# Supplied data:
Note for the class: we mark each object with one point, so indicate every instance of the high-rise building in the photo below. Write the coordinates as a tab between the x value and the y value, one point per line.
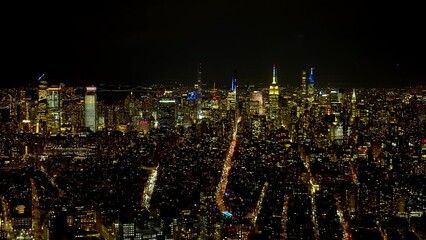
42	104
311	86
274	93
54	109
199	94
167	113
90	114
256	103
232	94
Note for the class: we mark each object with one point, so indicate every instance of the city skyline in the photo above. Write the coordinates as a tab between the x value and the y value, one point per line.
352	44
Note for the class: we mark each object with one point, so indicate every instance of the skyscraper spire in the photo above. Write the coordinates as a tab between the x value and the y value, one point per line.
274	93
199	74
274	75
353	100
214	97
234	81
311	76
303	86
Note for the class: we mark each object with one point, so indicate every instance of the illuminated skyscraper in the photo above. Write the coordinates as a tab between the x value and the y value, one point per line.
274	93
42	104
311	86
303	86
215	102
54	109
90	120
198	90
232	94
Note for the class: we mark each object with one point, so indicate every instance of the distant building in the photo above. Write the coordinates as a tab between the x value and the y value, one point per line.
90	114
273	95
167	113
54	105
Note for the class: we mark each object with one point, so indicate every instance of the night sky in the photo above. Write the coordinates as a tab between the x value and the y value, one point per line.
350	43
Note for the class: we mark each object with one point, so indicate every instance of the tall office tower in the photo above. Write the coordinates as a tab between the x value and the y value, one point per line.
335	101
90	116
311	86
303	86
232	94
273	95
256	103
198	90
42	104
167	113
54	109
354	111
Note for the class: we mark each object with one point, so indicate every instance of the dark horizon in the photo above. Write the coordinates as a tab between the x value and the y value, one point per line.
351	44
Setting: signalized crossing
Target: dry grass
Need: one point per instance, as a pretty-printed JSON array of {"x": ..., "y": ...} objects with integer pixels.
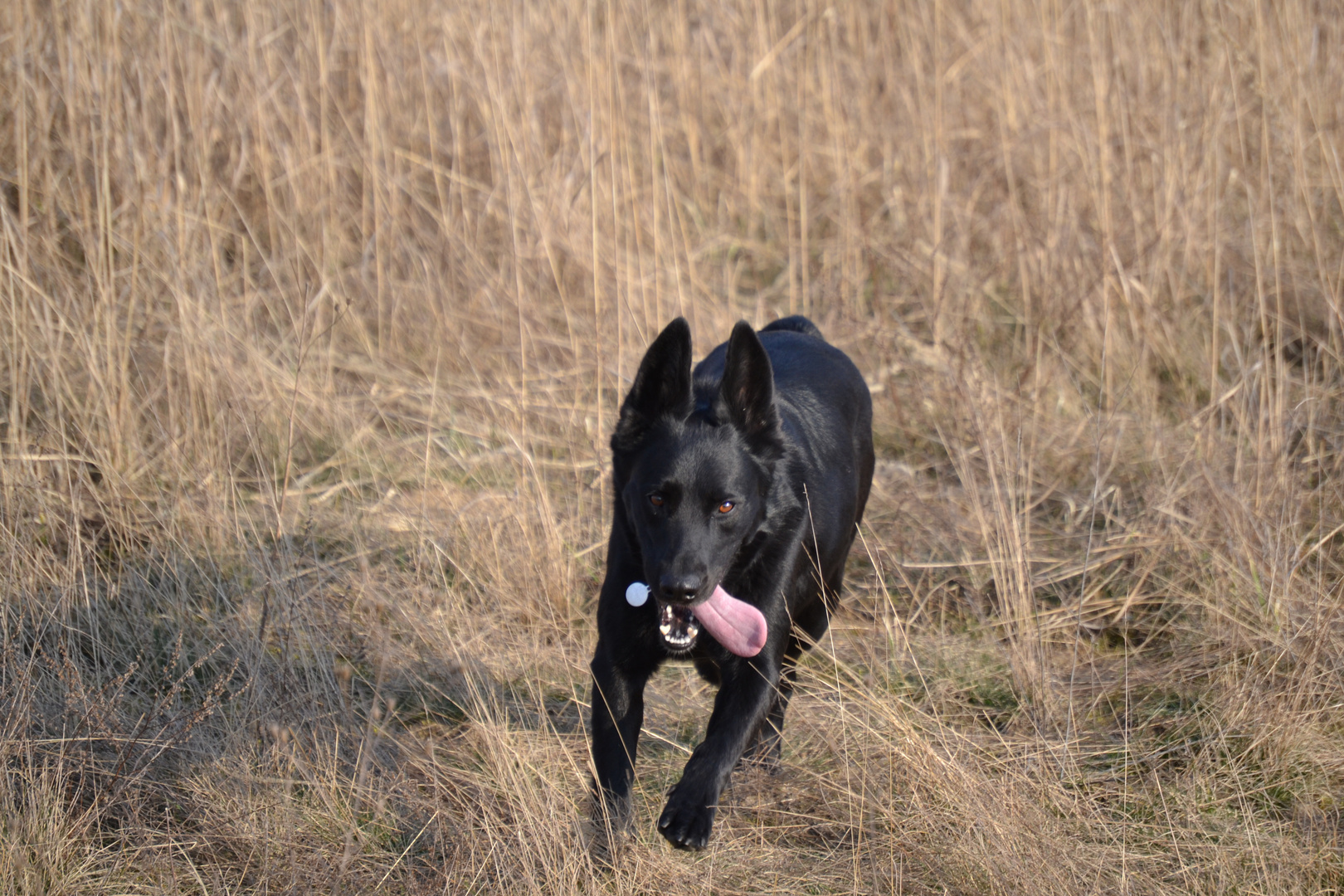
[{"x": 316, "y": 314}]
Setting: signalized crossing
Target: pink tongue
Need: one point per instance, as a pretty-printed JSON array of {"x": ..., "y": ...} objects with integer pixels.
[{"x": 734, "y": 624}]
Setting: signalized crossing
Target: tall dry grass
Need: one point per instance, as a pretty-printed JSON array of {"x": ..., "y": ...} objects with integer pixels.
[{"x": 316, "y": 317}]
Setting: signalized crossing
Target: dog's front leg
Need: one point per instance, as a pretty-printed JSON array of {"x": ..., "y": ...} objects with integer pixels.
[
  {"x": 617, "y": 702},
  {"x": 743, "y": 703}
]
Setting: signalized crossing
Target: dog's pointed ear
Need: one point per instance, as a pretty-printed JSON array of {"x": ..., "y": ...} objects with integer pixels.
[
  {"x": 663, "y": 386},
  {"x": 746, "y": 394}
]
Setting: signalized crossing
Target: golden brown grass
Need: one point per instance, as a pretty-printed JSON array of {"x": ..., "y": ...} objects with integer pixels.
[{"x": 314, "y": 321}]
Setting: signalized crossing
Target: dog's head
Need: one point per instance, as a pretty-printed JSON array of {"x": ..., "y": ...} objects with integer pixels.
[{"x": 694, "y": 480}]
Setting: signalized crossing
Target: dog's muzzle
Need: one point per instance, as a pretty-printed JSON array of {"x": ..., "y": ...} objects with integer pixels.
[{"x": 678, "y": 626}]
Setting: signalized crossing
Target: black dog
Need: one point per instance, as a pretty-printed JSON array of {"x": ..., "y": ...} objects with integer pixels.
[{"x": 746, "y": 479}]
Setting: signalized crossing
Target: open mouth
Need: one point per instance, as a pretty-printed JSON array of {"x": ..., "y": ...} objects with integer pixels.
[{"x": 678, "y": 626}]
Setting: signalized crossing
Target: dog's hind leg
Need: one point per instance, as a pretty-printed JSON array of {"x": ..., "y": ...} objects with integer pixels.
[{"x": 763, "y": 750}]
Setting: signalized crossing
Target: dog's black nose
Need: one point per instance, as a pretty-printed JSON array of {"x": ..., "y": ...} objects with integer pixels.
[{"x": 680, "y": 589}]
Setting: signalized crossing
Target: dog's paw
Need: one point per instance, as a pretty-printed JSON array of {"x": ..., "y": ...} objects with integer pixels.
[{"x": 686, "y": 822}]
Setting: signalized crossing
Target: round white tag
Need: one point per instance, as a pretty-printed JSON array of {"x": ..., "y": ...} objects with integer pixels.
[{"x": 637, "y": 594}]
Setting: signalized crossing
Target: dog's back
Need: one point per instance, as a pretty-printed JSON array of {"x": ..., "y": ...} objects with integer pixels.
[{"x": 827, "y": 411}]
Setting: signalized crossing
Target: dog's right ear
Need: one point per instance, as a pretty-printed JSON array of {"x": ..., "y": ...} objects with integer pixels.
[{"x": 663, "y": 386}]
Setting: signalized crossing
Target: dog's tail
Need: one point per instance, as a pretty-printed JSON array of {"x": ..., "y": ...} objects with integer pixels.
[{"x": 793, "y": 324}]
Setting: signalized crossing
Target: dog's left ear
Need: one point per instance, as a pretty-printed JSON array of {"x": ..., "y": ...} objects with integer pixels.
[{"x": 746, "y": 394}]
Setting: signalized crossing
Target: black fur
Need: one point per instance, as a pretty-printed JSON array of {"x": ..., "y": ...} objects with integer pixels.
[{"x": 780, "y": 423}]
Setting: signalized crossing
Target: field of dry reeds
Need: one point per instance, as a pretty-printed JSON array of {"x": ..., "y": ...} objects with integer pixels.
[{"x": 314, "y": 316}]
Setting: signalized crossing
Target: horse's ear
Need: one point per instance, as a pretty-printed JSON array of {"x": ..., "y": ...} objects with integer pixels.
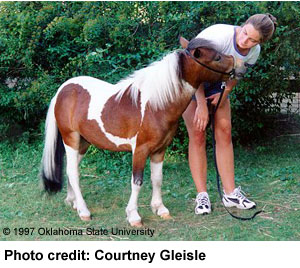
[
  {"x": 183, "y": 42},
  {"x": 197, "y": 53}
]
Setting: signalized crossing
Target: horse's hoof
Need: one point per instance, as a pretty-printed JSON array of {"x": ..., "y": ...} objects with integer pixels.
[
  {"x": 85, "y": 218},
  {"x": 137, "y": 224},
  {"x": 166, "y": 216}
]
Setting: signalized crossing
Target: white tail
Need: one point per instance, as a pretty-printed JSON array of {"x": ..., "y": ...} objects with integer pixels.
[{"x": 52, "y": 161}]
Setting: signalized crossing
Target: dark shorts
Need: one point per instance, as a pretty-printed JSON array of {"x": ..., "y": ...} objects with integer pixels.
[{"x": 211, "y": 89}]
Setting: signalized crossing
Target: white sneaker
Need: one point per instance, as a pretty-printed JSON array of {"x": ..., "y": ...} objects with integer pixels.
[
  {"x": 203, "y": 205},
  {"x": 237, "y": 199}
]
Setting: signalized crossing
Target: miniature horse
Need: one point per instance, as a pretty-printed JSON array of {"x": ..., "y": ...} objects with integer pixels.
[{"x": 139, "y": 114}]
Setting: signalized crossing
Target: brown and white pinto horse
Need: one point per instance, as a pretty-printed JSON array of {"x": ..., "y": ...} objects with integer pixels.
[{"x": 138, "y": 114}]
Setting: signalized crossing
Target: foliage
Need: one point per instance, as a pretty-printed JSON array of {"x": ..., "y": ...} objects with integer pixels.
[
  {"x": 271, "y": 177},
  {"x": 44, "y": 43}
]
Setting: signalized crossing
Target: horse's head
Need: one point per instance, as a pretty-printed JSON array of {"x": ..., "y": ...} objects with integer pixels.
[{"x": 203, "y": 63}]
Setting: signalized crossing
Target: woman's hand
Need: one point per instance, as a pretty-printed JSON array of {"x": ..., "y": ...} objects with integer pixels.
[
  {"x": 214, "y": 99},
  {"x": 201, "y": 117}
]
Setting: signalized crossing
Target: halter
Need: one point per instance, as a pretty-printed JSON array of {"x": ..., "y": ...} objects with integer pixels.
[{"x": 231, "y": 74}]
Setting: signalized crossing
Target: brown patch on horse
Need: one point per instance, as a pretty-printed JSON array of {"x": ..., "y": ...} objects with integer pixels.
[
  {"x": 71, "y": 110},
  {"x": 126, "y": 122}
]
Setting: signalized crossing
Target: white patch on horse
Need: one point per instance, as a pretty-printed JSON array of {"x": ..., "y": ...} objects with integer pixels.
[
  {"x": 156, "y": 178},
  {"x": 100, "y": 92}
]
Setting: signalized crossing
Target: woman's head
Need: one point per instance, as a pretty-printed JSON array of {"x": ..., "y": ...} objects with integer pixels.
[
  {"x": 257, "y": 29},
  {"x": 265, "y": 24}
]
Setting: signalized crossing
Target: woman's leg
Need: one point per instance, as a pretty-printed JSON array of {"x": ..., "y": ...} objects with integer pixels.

# Exercise goal:
Which lines above run from the one containing "Target: pink tongue" to the one containing "Target: dog's paw"? Give them again exactly, both ends included.

# Reply to the task:
Target: pink tongue
Need: one point per instance, as a pretty-printed JSON array of {"x": ..., "y": ...} objects with integer pixels.
[{"x": 734, "y": 624}]
Setting: signalized crossing
Target: tall dry grass
Need: one point per instance, as a pretty-printed JSON array of {"x": ..., "y": ...} objects with integer pixels.
[{"x": 316, "y": 317}]
Setting: signalized crossing
Target: dog's front leg
Need: one point per instance, as a pretty-printed JSON array of {"x": ..., "y": ...} objects with integer pixels.
[
  {"x": 617, "y": 702},
  {"x": 743, "y": 703}
]
Setting: signalized crossing
Target: dog's pointed ear
Need: one point per instance, as a pretty-printed JSON array of {"x": ..., "y": ...} objects with integer pixels.
[
  {"x": 663, "y": 386},
  {"x": 746, "y": 394}
]
Setting: signalized crossing
Target: golden brown grass
Need: one point per instance, as a pretty-printed JSON array of {"x": ..., "y": ...} objects with integer pixels.
[{"x": 314, "y": 321}]
Setting: signalized crossing
Target: dog's head
Need: one point per instance, as a pretty-printed JSON array of {"x": ..., "y": ...} objects with integer pixels.
[{"x": 694, "y": 480}]
Setting: signalized crossing
Target: dog's muzzle
Need: one point per instance, as a pretty-printed JSON array of {"x": ..., "y": ...} objects with integer pixels.
[{"x": 678, "y": 626}]
Setting: signalized crossing
Target: black dog
Need: one point per instance, as a pretty-printed JSON array of {"x": ..., "y": ...} objects with integer pixels.
[{"x": 746, "y": 479}]
Setting: signalized crossing
Target: open mouth
Need: one point per instance, as a pretty-printed JSON array of {"x": ..., "y": ...} objects with integer pixels.
[{"x": 678, "y": 626}]
Setting: signalized crossing
Target: dog's hind leg
Need: one point per instance, as a pretty-printed JSON array of {"x": ..., "y": ...} objects with integer pixels.
[{"x": 763, "y": 750}]
Setting: signalized crossing
Target: dog's black nose
Need: one point per instance, as a pretty-printed JSON array of {"x": ..., "y": ...} objects with integer pixels.
[{"x": 680, "y": 589}]
Setting: signalized crossing
Target: dog's paw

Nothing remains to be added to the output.